The problem =
Output nothing but the lines from the line with "Point to the yellow" through the end of the listing below, both ends included.
-.-.-
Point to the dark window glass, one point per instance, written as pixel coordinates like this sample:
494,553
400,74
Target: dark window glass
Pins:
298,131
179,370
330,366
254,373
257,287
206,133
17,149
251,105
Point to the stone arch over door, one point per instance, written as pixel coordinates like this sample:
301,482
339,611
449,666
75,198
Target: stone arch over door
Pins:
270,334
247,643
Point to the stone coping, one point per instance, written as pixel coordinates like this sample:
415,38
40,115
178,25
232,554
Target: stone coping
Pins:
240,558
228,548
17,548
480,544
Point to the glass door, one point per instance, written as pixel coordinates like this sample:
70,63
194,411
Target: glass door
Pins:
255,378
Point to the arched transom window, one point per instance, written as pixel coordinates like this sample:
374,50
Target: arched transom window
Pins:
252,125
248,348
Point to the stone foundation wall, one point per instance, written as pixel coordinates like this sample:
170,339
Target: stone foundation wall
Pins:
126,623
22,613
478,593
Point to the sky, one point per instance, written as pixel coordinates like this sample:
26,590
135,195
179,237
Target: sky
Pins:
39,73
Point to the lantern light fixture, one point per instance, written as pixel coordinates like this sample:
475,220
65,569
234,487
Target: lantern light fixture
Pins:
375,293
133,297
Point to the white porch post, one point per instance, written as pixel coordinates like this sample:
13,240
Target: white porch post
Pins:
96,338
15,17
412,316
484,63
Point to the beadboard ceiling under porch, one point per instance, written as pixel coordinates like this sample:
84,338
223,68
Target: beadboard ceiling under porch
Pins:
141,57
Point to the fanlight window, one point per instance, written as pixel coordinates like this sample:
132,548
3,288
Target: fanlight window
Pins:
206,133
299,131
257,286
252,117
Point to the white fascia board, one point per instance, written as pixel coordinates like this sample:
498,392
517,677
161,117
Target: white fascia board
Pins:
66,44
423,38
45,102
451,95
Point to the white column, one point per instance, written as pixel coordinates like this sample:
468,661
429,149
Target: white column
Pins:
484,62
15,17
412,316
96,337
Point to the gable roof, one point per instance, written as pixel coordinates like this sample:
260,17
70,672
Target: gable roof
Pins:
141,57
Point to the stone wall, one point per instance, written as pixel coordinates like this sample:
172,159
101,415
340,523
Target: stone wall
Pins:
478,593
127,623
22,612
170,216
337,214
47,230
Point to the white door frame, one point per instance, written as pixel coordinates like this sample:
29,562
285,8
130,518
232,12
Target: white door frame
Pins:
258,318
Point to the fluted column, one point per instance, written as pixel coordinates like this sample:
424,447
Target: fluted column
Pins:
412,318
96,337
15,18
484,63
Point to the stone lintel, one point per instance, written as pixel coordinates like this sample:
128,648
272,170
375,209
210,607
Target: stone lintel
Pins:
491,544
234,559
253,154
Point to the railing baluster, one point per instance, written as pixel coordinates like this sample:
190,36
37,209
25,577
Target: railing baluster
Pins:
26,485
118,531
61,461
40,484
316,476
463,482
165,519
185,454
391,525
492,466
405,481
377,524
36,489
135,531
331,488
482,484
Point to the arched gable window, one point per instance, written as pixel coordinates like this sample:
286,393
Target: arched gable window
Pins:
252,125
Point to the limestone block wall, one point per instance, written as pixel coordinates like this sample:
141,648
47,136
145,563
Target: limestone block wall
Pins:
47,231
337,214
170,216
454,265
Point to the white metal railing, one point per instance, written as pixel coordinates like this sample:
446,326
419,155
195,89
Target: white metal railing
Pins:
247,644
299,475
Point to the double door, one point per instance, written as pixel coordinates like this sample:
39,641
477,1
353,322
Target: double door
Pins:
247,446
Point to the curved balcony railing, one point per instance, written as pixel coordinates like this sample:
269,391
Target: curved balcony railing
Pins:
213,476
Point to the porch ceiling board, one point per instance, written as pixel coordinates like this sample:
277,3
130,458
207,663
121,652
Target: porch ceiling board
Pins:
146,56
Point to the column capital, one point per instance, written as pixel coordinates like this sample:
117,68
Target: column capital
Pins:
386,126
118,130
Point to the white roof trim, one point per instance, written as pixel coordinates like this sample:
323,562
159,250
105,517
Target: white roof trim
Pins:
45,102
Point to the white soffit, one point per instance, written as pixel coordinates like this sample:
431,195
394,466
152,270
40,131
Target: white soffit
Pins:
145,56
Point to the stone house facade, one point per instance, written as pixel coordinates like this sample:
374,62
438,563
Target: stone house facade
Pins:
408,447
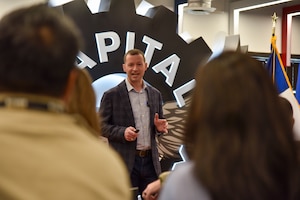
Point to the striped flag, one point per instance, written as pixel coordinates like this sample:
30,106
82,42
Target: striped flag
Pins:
281,80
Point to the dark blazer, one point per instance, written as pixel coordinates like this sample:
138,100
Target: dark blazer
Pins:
117,115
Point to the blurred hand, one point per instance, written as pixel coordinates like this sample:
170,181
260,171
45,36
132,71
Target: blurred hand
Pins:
152,190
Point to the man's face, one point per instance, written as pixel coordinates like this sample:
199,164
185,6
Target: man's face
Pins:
135,68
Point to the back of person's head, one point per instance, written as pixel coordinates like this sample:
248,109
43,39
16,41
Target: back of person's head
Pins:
38,48
242,145
134,52
83,100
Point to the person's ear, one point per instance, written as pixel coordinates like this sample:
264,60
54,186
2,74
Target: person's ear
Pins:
70,85
124,67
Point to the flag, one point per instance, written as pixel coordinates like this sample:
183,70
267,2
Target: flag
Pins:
281,81
298,85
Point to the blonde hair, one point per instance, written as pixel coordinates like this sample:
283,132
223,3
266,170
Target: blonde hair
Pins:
83,101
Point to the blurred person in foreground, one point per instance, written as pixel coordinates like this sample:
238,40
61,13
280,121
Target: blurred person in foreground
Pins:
46,153
132,117
238,137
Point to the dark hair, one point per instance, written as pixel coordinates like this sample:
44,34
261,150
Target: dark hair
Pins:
243,148
134,52
38,48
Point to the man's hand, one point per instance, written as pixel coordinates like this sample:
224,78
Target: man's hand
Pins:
131,134
152,190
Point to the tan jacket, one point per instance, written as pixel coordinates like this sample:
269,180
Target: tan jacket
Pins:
48,155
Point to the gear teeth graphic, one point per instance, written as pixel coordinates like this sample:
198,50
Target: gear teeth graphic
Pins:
159,24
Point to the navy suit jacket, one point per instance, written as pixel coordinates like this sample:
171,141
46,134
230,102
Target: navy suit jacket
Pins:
117,115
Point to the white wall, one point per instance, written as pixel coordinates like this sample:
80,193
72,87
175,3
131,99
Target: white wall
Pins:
206,26
255,28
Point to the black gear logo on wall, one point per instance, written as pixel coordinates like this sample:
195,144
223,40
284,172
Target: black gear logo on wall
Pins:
172,62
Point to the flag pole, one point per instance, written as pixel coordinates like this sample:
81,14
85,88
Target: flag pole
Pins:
273,40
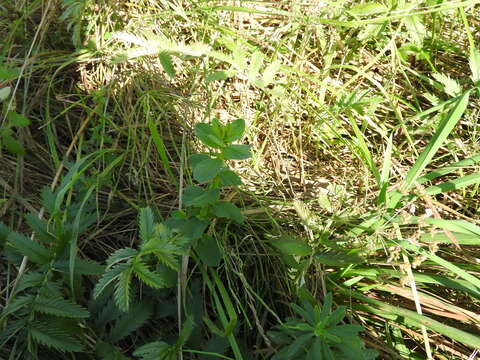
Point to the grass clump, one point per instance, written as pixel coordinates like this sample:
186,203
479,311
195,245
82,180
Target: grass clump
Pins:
359,200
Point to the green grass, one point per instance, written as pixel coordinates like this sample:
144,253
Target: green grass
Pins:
363,122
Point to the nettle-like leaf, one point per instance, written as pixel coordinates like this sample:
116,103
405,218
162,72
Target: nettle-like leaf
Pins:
60,307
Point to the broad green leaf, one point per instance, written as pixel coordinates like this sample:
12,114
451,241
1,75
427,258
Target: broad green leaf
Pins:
474,62
236,152
207,136
138,315
195,159
166,61
197,196
59,307
148,277
229,178
208,251
12,145
207,169
291,245
234,130
17,119
228,210
369,8
5,93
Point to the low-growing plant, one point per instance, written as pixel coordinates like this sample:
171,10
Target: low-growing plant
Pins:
318,333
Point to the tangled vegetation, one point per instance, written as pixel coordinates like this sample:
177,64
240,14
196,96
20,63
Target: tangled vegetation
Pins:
239,179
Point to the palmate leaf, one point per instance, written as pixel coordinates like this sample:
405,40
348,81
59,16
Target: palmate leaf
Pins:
52,335
138,315
59,307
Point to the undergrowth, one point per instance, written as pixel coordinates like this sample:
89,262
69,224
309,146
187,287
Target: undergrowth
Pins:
138,224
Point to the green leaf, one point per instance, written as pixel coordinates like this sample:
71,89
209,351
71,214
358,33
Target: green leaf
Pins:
197,196
59,307
208,251
52,335
229,178
369,8
236,152
195,159
228,210
109,277
207,136
154,350
31,249
138,315
234,130
17,120
166,62
5,93
148,277
291,245
207,169
474,62
122,290
216,76
441,134
147,224
12,145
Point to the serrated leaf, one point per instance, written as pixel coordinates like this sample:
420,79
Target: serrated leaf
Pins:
31,249
369,8
17,120
216,76
5,93
147,224
110,276
228,210
197,196
416,29
12,145
59,307
207,136
237,152
51,335
122,290
474,61
291,245
234,130
138,315
229,178
167,64
208,251
148,277
153,350
207,169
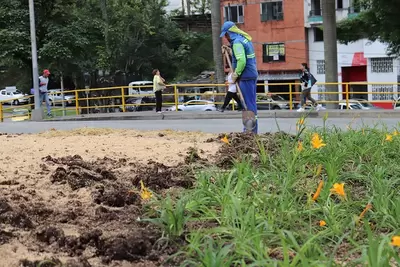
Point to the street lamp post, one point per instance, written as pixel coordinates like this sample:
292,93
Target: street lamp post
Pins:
37,114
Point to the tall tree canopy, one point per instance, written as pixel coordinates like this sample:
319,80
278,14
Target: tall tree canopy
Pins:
377,20
85,36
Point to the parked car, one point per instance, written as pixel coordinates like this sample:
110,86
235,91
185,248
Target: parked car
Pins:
136,104
396,103
195,105
55,98
15,97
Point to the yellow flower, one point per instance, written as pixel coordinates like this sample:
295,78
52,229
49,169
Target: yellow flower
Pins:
338,189
316,141
301,121
395,241
225,140
145,194
368,207
300,146
319,170
318,192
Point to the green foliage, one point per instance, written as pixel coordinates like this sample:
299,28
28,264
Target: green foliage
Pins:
265,215
378,20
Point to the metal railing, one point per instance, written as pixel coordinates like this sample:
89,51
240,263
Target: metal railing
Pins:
-.-.-
Output for this task =
Point to the yellow flower, one point per instance, written as pixel coordinates like this sample:
295,78
52,229
49,169
Target: yellow flower
Pins:
338,189
316,141
301,121
395,241
225,140
145,194
368,207
300,146
319,170
318,192
Point to the green foliage, one point per instance, written as pixel coordinates like this sample:
299,28
28,264
Target: green foliage
Pins:
265,215
378,20
Point to the metal railing, one point per instance, written as pixel coordinates like this sample:
89,51
240,263
Target: metal railing
Pins:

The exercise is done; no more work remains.